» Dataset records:
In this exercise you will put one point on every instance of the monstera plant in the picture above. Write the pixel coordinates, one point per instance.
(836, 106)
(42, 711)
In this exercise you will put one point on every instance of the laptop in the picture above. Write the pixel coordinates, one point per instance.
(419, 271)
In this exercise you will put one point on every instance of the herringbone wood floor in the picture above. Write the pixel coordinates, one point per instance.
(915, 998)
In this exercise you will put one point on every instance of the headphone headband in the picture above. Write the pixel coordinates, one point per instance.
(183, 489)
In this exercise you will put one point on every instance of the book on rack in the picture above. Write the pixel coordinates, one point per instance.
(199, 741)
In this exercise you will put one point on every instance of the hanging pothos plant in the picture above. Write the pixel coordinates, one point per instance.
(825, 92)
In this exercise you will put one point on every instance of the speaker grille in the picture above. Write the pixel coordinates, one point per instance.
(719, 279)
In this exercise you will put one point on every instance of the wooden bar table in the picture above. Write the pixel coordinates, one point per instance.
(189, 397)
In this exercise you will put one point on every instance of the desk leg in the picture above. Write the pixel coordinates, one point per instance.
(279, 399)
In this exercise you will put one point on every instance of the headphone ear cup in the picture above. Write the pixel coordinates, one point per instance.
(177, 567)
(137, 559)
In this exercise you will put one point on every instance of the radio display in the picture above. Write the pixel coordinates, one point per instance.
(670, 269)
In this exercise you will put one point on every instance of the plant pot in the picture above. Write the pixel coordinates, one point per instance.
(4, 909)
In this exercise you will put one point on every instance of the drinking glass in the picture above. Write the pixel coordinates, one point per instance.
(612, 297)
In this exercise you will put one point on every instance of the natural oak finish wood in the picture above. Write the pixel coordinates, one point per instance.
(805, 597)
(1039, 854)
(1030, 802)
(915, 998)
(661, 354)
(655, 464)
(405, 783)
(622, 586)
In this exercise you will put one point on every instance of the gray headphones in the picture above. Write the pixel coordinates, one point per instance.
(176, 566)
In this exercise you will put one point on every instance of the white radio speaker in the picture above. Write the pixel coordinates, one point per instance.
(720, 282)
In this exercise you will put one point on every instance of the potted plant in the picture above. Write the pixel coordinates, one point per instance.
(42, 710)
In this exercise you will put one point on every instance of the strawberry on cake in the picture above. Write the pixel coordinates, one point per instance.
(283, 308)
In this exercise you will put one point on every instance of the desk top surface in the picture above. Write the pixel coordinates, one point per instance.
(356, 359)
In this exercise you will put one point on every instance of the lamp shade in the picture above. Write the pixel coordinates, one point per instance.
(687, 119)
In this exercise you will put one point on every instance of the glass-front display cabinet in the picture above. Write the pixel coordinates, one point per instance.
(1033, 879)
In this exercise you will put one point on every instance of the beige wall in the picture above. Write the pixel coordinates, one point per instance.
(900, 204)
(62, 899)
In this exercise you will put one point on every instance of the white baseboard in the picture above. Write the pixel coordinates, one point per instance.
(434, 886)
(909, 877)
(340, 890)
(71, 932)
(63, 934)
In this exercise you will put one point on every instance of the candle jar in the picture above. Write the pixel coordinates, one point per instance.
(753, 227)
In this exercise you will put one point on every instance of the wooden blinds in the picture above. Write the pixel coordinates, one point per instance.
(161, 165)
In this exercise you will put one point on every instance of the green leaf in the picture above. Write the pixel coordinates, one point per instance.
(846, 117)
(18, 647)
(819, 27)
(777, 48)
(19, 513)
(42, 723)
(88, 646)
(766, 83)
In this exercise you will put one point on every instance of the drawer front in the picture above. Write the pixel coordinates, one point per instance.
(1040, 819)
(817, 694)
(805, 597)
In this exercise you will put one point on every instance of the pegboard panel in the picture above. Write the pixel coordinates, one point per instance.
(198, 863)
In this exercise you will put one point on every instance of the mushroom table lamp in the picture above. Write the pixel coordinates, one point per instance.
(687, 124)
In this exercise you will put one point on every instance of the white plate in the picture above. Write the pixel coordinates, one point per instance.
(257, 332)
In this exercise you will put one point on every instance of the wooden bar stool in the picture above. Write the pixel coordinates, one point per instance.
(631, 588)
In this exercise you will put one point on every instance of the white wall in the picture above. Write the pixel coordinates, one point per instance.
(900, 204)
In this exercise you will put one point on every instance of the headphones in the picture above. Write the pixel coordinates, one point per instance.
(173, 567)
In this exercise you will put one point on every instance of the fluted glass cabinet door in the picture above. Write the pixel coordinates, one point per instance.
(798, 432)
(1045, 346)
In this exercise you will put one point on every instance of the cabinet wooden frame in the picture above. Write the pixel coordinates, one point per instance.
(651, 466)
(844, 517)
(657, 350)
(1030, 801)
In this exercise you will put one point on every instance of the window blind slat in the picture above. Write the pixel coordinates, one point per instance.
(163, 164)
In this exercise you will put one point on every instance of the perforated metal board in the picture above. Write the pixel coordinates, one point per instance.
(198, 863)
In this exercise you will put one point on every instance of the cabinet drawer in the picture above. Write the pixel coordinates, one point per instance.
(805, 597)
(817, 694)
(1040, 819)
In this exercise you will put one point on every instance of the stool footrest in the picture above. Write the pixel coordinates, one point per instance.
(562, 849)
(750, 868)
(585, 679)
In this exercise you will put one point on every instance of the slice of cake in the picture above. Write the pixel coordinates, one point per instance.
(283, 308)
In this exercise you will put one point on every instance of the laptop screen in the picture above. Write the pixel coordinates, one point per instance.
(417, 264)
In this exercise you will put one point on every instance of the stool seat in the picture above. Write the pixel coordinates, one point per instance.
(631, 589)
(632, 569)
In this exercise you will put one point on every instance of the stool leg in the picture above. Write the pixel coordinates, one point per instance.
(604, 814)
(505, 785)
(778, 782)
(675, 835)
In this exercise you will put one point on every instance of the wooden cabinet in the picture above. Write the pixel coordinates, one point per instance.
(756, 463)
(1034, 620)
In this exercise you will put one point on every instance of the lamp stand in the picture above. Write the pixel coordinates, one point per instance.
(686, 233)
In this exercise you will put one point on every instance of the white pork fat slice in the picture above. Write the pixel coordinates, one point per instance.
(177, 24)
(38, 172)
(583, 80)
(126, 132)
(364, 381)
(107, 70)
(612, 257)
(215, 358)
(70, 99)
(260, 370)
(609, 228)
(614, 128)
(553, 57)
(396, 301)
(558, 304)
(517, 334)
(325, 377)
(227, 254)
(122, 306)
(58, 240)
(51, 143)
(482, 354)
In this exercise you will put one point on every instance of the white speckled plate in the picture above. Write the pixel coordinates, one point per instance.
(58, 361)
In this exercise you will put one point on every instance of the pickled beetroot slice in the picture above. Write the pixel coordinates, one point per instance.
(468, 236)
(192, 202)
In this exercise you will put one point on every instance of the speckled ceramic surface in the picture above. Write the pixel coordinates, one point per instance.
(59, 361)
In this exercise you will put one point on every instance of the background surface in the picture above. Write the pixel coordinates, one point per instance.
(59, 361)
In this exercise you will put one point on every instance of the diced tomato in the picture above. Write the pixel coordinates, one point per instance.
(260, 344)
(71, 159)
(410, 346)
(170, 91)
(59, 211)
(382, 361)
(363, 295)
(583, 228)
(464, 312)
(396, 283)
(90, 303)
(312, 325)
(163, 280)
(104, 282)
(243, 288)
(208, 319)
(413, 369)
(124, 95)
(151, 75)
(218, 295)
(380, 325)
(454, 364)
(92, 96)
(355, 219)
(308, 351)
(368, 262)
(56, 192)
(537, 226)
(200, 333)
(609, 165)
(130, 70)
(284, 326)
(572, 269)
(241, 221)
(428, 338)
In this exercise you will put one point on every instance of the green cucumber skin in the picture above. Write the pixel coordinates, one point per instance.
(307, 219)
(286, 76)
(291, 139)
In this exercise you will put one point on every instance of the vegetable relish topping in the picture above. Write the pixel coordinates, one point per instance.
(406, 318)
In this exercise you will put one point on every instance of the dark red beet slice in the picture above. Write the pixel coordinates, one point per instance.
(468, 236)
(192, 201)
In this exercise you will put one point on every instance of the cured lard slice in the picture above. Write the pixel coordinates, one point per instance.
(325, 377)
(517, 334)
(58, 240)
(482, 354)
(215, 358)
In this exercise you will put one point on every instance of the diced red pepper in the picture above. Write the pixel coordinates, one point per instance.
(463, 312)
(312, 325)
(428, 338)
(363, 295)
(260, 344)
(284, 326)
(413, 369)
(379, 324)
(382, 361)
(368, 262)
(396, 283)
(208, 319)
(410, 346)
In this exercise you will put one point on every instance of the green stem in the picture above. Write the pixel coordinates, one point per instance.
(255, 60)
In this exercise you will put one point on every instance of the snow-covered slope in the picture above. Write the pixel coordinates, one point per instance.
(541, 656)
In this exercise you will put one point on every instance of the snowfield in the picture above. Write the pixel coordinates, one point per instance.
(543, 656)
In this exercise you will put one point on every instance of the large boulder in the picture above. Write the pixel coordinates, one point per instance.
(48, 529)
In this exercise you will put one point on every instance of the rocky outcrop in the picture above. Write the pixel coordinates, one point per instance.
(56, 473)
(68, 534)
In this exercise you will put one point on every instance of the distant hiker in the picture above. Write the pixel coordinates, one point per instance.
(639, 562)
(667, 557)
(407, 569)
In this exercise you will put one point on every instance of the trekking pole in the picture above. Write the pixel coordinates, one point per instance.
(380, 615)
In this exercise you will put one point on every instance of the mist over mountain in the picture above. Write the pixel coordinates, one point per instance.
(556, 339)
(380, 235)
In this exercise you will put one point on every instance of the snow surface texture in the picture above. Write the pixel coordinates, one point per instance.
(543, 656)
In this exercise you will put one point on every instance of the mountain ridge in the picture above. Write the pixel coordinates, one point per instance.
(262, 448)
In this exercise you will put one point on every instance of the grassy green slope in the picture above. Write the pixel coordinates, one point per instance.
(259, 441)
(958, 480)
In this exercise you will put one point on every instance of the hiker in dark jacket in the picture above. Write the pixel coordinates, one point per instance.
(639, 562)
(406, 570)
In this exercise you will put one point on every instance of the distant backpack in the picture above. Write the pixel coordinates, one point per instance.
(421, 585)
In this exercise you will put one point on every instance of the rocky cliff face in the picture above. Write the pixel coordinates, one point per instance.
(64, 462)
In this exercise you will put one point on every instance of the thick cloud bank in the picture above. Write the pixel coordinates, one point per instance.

» Aim of the task: Return the lines of the records above from the line containing "the distant backpack" through the end of the records, without changing them.

» Completed exercise:
In this exercise you will put one point on every instance of the distant backpack in the picture above. Write the pixel coordinates, one point per instance.
(421, 585)
In this exercise you will put one point on every instance of the rocky cliff face in the picture above. Write the pixel coordinates, one point per instance.
(64, 462)
In this exercise you will put one point on every instance of the thick cloud bank in the picture above. Write the pixel coordinates, one point per instance.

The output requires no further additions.